-- START OF INFORMATION SUPPLIED --
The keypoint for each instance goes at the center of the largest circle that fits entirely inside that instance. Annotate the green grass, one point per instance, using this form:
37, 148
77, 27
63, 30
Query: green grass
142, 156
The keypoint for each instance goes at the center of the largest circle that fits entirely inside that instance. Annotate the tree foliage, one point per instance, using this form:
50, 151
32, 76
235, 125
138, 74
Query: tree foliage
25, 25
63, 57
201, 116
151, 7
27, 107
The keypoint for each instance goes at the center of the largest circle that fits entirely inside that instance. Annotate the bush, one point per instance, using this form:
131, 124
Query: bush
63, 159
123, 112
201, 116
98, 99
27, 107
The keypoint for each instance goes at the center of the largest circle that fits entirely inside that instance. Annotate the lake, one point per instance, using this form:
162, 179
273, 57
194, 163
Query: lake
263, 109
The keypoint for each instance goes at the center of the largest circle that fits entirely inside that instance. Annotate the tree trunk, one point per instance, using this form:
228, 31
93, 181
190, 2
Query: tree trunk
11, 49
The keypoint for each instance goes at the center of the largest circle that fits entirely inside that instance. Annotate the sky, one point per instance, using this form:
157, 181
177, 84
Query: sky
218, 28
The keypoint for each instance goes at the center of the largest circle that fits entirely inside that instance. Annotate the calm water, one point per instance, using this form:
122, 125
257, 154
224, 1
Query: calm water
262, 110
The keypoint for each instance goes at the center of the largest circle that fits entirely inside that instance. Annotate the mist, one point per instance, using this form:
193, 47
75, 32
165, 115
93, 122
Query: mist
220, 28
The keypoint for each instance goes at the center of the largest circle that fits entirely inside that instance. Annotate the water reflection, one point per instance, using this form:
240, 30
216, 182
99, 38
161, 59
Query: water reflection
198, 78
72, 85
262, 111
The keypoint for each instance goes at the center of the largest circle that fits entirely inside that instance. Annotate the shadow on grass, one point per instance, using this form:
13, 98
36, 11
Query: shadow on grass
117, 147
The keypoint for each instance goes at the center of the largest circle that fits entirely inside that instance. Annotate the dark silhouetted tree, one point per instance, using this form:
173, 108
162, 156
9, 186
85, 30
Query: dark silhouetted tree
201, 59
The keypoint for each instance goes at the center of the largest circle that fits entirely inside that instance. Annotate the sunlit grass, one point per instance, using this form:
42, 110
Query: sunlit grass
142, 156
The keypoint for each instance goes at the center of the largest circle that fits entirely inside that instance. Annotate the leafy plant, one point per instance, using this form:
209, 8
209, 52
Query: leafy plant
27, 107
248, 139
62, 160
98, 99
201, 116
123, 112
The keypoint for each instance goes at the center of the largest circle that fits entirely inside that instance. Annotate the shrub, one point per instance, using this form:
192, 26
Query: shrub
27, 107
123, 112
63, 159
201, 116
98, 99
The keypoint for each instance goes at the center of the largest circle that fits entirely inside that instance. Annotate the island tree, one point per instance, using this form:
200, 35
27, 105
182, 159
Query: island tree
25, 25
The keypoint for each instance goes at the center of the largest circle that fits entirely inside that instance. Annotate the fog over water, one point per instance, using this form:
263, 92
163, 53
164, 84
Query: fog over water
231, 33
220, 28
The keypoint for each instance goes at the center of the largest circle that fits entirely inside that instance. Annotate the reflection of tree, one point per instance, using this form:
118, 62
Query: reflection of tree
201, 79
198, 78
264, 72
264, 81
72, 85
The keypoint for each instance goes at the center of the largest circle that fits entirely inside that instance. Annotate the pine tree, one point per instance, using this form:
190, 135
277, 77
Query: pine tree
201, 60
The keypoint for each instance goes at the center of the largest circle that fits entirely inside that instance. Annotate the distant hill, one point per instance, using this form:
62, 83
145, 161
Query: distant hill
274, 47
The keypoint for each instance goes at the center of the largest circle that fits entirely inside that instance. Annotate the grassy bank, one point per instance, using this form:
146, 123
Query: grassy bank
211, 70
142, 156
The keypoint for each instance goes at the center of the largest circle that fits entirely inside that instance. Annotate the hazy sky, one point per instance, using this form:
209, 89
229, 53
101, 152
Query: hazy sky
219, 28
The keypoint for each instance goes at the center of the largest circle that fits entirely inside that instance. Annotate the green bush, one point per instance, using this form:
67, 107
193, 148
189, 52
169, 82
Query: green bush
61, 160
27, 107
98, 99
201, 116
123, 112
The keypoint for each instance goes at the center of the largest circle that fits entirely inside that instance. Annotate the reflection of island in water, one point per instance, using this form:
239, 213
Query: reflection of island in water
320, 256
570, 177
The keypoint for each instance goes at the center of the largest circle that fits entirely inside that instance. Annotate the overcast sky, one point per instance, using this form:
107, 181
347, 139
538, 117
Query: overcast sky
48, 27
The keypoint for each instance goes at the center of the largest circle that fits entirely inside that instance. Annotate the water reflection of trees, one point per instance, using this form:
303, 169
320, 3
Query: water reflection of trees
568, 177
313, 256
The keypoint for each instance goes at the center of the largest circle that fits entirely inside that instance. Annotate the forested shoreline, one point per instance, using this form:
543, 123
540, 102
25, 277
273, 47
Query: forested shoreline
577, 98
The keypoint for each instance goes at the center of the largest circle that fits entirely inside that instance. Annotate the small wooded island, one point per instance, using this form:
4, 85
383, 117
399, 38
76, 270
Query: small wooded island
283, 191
-- END OF INFORMATION SUPPLIED --
> **WHAT TO WORK ON**
Extract all of the data shown above without alteration.

> **RESULT OF THE TASK**
The keypoint for each instance goes at the center of the largest circle that fits entirely inside that instance. Annotate the green grass, one point per instance, using this form:
37, 148
77, 27
63, 30
Query: green grass
142, 156
The keypoint for each instance goes at the center of the largest circle that fits entirely inside that instance. Annotate the tree foliage, one point per instance, using this form:
50, 151
32, 76
235, 125
138, 74
Query: tree foliage
25, 25
63, 57
201, 116
151, 7
27, 107
The keypoint for each instance goes at the center of the largest circle that fits entirely inside that instance. Annotate the bush, one point per instance, using this form:
131, 124
Query: bush
63, 159
123, 112
201, 116
98, 99
27, 107
The keypoint for each instance goes at the center of the largest circle that fits entirely inside that instance. Annotate the lake, one point per instance, using this form:
162, 179
273, 57
194, 163
Query: lake
263, 109
The keypoint for each instance goes at the center of the largest circle that fits entirely inside that instance. Annotate the tree trunk, one point per instance, using this form:
228, 31
93, 181
190, 2
Query: tree trunk
11, 49
The keypoint for each instance goes at the center of the largest circle that fits entirely inside that instance. Annotate the sky, one point per instance, using this form:
157, 181
177, 84
Query: sky
218, 28
The keypoint for each instance goes at the center of the largest circle that fits entirely inside that instance. Annotate the calm water, one point per instance, using this form:
122, 125
257, 154
224, 1
Query: calm water
262, 110
The keypoint for each instance goes at the center of the largest circle that fits entirely inside that instance. Annotate the mist, one point per instance, using this form:
193, 47
75, 32
165, 115
93, 122
Query: mist
220, 28
The keypoint for each instance goes at the center of the largest circle that fits entirely inside that instance. Annotate the water reflection, one point per instance, using this form:
240, 30
216, 182
99, 38
161, 59
Query: water reflection
198, 78
72, 85
262, 111
The keypoint for each instance goes at the center of the largest circle that fits entirely inside that instance. Annotate the shadow on grass, one point per instance, using this form:
13, 98
36, 11
Query: shadow on grass
117, 147
The keypoint for each instance goes at the center of the largest circle that fits entirely inside that instance. Annotate the dark silhouetted tree, one point per instance, using this form:
173, 108
162, 156
9, 186
85, 30
Query: dark silhouetted tree
201, 59
The keypoint for each instance goes at the center of the largest circle that fits entirely inside that instance. Annotate the sunlit grass, one point per instance, using this form:
42, 110
Query: sunlit grass
142, 156
The keypoint for each instance goes at the center of the largest circle that fits entirely inside that instance. Annotate the leafy plant, one point per instance, using this form:
209, 8
209, 52
Query: leafy plant
27, 107
248, 139
62, 160
98, 99
201, 116
123, 112
The keypoint for each instance goes at the center of the largest circle that fits entirely inside that instance. Annotate the shrub, one point per instance, using this form:
192, 26
Query: shrub
27, 107
123, 112
63, 159
201, 116
98, 99
The keypoint for each instance goes at the center of the largest circle that fits entirely inside that instance. Annotate the island tree, one point per instance, using this form:
200, 35
27, 105
182, 159
Query: island tree
25, 25
The keypoint for each instance goes at the center of the largest circle that fits entirely inside that instance. Annotate the fog over water, one point per instance, using this form:
263, 92
163, 53
164, 84
Query: fog over water
231, 33
220, 28
The keypoint for each instance goes at the center of the largest circle that fits entirely inside that instance. Annotate the reflection of tree, one point per instance, using this form:
118, 62
Query: reflection of tree
201, 79
198, 78
264, 72
264, 81
72, 85
The keypoint for each instance goes at the center of the largest circle that fits entirely inside that instance. Annotate the pine tree, one point per instance, using this form:
190, 135
277, 77
Query: pine tree
201, 60
The keypoint for each instance goes at the center of the largest circle that fits entirely inside that instance. Annotate the distant hill, one point per instance, using this form:
62, 83
145, 161
Query: distant hill
274, 47
The keypoint for each instance goes at the center of the largest circle that fits entirely inside that instance. Annotate the grassy bank, one point per instance, using this form:
146, 123
Query: grassy bank
211, 70
142, 156
The keypoint for each instance goes at the center of the largest circle that fits entirely inside that instance. Annotate the hazy sky, one point per instance, using this form:
209, 89
229, 53
101, 152
Query: hazy sky
219, 28
The keypoint for each instance goes at the center of the largest circle that fits entirely inside that instance. Annotate the green bush, one point per instance, using this form:
67, 107
193, 148
189, 52
169, 82
Query: green bush
61, 160
27, 107
98, 99
201, 116
123, 112
The keypoint for each instance goes at the center of the largest circle that fits entirely inside that instance. Annotate the reflection of island in water, one point per instance, using this form:
239, 213
Query: reflection of island in water
320, 256
570, 177
The keypoint for each instance goes at the center of the largest circle that fits entirely inside that instance. Annotate the overcast sky, one point per instance, using this form:
107, 181
347, 139
538, 117
Query: overcast sky
48, 27
The keypoint for each instance goes at the center of the largest circle that fits entirely inside that instance. Annotate the water reflection of trees, one point per instance, using this form:
303, 169
320, 3
Query: water reflection of trees
568, 177
313, 256
The keypoint for each instance goes at the center of the largest circle that fits entirely inside that instance. Annotate the forested shoreline, one point per instance, using this form:
543, 123
540, 102
25, 277
273, 47
Query: forested shoreline
577, 98
The keypoint for each instance goes at the center of the largest circle that fits entirely inside that instance. Annotate the small wooded island, one point per instance, using this form:
4, 85
383, 117
399, 38
76, 270
Query: small wooded island
283, 191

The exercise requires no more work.